◆ **Requests**:
**A)** From the basement waterproofing thread, copy the passage from "soil filter fabric" up to and including "Foam and plastics.....".
**B)** Summarize the basement waterproofing thread in two sentences.
**C)** In the basement waterproofing thread, rewrite the paragraph beginning "Looking for suggestions on roller applied membrane" as a short bulleted list that keeps its main facts.

◆ **Document text**:
-- BEGIN --

# Liquid Membrane with Platon



## quantumflux (Jan 4, 2015)

Here is the situation:

New construction 
Finished walk-out basement, with ICF Nudura just for foundation.
Site is on a slope and has fairly shallow depth to ground water.
We are using Form-a-Drain at footings for drainage to daylight.

Looking for suggestions on roller applied membrane to the ICF (below grade) with Platon dimpled membrane on top. Rub-R-Wall and Polywall are being looked at right now, but, was hoping for other suggestions/experiences and/or other product combinations for waterproofing ICF below grade that works well with shallow depth to ground water. 

Thoughts/suggestions?

Thanks.


----------



## dayexco (Mar 4, 2006)

Good membrane, backfill to within 2 foot finished grade with pea rock. Fabric on top of rock. 

Water takes line of least resistance. Make it easier to fall straight down to your drain than find a way through your wall

Sent from my SCH-I545 using Tapatalk


----------



## Fouthgeneration (Jan 7, 2014)

add another tile out side the footer, I use only solid perforated pipe/tile as they lay much closer to the needed grade with less in trench labor.....then corrugated black tile....

soil filter fabric adds decades to the tile systems life...

I all ways turn up the high end of the tile to the surface at a window well or gutter drop for future clean out/ video inspection......... 

Don't omit critter screens at all openings, dead critters can block a tile for several months,....really.

Make sure the liquid membrane is compatible with the ICF Foam and plastics.....


----------



## quantumflux (Jan 4, 2015)

Thanks for the information!

Have you used form-a-drain before and found that second solid pipe necessary in this situation, or, are you just suggesting it out of an abundance of caution (since it's cheap to add now vs. having to fix an issue later)?


----------



## Fouthgeneration (Jan 7, 2014)

Spending a few 100$ to ensure the finished basement remains dry for decades is a no-brainer.

-- END --

(Extracted data entries)
-- BEGIN --

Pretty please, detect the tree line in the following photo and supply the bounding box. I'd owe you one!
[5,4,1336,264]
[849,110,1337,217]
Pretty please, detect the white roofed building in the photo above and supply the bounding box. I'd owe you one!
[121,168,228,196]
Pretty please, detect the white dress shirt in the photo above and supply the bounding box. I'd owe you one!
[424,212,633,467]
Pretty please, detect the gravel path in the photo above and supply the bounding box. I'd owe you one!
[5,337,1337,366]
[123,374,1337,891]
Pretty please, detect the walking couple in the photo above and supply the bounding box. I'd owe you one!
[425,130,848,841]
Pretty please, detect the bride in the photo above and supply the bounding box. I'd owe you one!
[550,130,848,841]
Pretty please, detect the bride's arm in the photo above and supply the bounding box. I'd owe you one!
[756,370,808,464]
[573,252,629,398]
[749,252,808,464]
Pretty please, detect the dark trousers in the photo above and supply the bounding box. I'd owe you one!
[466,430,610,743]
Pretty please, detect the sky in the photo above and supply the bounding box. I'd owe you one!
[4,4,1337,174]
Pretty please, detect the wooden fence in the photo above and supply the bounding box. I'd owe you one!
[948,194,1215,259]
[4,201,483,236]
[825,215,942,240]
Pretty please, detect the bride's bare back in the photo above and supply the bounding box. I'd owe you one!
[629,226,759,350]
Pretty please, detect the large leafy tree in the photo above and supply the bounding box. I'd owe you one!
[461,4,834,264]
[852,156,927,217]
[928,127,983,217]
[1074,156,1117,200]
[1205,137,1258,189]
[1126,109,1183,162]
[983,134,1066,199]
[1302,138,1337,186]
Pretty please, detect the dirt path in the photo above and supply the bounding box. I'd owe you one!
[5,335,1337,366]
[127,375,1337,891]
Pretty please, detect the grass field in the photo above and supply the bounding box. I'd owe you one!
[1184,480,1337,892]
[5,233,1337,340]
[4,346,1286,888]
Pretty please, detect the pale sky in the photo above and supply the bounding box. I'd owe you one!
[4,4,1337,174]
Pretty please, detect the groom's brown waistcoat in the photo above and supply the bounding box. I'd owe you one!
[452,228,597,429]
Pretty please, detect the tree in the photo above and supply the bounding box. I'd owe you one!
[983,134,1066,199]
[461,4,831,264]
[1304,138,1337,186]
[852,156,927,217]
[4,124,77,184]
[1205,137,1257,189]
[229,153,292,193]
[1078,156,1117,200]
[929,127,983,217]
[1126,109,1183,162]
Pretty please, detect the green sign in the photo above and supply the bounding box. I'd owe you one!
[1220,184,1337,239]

-- END --

◆ **List of solutions**:
**A)**
soil filter fabric adds decades to the tile systems life...

I all ways turn up the high end of the tile to the surface at a window well or gutter drop for future clean out/ video inspection......... 

Don't omit critter screens at all openings, dead critters can block a tile for several months,....really.

Make sure the liquid membrane is compatible with the ICF Foam and plastics.....

**B)** For a new-construction walk-out basement with an ICF foundation, a sloped site and shallow ground water, the first poster asks for suggestions on a roller-applied membrane to use under Platon dimpled membrane below grade. The replies recommend a good membrane with pea rock backfill topped by fabric, an added drain tile outside the footer with soil filter fabric, a clean-out, critter screens, and checking that the liquid membrane is compatible with the ICF foam and plastics.

**C)**
- Wants suggestions on a roller-applied membrane for the ICF below grade, with Platon dimpled membrane on top
- Rub-R-Wall and Polywall are currently being considered
- Also hopes for other suggestions, experiences or product combinations for waterproofing ICF below grade that work well with a shallow depth to ground water